— start Text extract —

This is a bad ruling.  Not only has he misstated the impediments, he also has applied the wrong solution to his claimed wrong.  The second paragraph of the 14th Amendment prescribes the penalty to be applied to a State that has deprived some of its voting-eligible citizens of their right to vote.  Which, of course this judge knows, since he explicitly cited that paragraph in his ruling.

Judges like this are forcing an end to early voting altogether and requiring voting to go back exclusively to in-person on election day or by absentee ballot.

‘Course, that might not be a bad outcome in its own right.  Absentee ballot voting also is early voting.  And couch potatoes need go no farther than their mailbox to vote.

Watson’s ruling can be seen here.

The Obama/Lynch Justice Department

A federal judge in Texas has ordered hundreds of US Department of Justice lawyers to undergo ethics training, accusing the agency of a “calculated plan of unethical conduct.”

The extraordinary order by US District Judge Andrew S Hanen says Justice Department lawyers intentionally misled him in the course of a lawsuit filed by Texas and 25 other mostly conservative states challenging the Obama administration’s immigration policy.

Hanen wrote in his order

What remains before this Court is the question of whether the Government’s lawyers must play by the rules.

— end Text extract —
— start Source data —

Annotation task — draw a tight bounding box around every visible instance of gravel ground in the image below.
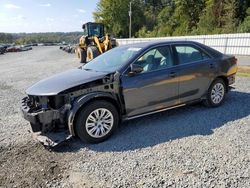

— end Source data —

- Objectives
- a) Rewrite the part of the commentary on court rulings that opens with the words containing "The extraordinary order" and closes with "administration’s immigration policy.", putting "deliberately" where "intentionally" stands.
- b) Name every person the commentary on court rulings mentions by name.

- The replies
- a)
The extraordinary order by US District Judge Andrew S Hanen says Justice Department lawyers deliberately misled him in the course of a lawsuit filed by Texas and 25 other mostly conservative states challenging the Obama administration’s immigration policy.

- b)
Watson
Obama
Lynch
Andrew S Hanen